___ TRECHO DO TEXTO

12/06/2024
Me lembro da primeira vez que pisei num hospital psiquiátrico. Era noite, um prédio antigo, meu colega foi me conduzindo por mais de uma porta trancada até entrarmos no salão cheio de pacientes. Um paciente com alguma síndrome psicótica veio ao meu encontro e eu não sabia nem como falar com ele. Mas, senti paz, sim, eu estava no lugar certo.
Na faculdade de medicina eu odiava psiquiatria. Gostava de UTI, cirurgias, plantões, pacientes com câncer. Até eu descobrir, como me disse um paciente esquizofrênico esses dias, que "a doença mental é o pior câncer que existe". Fazendo residência em medicina da família, tive contato com meus primeiros pacientes psiquiátricos, e ouvindo deles coisas como "nunca conheci uma médica como você", "você tem uma luz ao redor de você", "estou vendo uma auréola em cima da sua cabeça", "foi Deus que me trouxe até você; eu ia me matar hoje" e tantas outras coisas, entendi o recado e me rendi: abandonei tudo e, contrariando a expectativa de todos meus colegas e professores de faculdade, fui pra Porto Alegre estudar psiquiatria.

______
___ REGISTROS EXTRAÍDOS

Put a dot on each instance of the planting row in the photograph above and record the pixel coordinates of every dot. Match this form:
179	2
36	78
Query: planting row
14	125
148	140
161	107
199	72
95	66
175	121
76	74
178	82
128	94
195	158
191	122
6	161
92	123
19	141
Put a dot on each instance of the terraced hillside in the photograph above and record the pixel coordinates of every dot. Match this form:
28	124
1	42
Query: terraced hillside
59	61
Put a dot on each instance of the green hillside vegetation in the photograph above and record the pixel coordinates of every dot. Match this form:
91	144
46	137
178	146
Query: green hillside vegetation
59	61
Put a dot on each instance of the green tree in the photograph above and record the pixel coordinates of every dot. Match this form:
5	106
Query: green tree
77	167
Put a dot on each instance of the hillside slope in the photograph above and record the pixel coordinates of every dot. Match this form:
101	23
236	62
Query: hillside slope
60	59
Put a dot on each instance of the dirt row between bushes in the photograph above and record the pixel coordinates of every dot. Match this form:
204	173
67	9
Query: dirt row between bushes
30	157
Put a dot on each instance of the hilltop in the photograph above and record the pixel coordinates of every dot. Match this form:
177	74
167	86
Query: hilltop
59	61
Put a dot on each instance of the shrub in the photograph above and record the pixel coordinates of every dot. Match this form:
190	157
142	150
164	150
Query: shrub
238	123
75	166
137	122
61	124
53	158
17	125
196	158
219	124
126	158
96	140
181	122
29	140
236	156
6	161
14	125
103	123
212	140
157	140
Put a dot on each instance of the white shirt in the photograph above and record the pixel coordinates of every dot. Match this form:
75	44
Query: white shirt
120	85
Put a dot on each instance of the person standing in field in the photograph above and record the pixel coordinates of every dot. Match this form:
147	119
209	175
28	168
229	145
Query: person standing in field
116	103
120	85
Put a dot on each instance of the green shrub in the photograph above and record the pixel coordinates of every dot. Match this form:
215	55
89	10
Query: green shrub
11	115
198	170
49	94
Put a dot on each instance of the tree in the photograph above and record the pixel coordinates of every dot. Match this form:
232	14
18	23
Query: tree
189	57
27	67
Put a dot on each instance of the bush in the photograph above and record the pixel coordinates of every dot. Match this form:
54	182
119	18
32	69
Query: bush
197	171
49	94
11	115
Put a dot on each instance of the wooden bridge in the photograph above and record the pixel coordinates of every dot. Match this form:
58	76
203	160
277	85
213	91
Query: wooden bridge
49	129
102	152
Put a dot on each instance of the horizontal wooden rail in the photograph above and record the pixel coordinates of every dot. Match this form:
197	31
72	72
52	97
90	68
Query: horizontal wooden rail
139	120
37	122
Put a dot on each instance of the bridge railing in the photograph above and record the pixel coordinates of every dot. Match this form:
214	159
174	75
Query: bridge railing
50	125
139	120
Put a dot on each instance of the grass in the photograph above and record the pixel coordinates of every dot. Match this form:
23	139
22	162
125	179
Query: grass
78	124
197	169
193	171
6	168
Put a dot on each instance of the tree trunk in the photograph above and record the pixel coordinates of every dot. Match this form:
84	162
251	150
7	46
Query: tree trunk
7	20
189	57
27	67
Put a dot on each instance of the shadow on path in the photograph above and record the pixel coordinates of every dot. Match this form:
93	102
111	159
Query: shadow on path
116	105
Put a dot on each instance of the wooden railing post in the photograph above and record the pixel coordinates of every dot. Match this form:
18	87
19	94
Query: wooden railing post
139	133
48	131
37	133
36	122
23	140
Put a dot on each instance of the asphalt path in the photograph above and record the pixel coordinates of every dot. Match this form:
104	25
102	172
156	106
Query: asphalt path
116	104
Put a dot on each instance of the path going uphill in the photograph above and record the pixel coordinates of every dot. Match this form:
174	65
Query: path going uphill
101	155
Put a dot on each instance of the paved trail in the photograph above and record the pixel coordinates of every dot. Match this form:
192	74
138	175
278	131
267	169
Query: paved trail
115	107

______

TAREFAS A CUMPRIR -
1 – Responda com base no relato sobre a escolha da psiquiatria:
(a) Era dia ou noite na primeira visita a um hospital psiquiátrico?
(b) De que áreas quem narra gostava na faculdade de medicina?
(c) Para qual cidade quem narra foi estudar psiquiatria?
2 – Diga se cada afirmação concorda com o relato sobre a escolha da psiquiatria e cite as palavras do relato que decidem a resposta.
(a) Na faculdade de medicina, quem narra gostava de psiquiatria.
(b) O primeiro contato com pacientes psiquiátricos ocorreu na residência em medicina da família.
(c) A ida para a psiquiatria correspondeu ao que colegas e professores esperavam.
3 – Liste todas as falas de pacientes que o relato sobre a escolha da psiquiatria reproduz entre aspas.

RESPOSTAS POR TAREFA -
1 –
(a) Era noite.
(b) UTI, cirurgias, plantões e pacientes com câncer.
(c) Porto Alegre.

2 –
(a) Não: "Na faculdade de medicina eu odiava psiquiatria."
(b) Sim: "Fazendo residência em medicina da família, tive contato com meus primeiros pacientes psiquiátricos"
(c) Não: "contrariando a expectativa de todos meus colegas e professores de faculdade"

3 –
- "a doença mental é o pior câncer que existe"
- "nunca conheci uma médica como você"
- "você tem uma luz ao redor de você"
- "estou vendo uma auréola em cima da sua cabeça"
- "foi Deus que me trouxe até você; eu ia me matar hoje"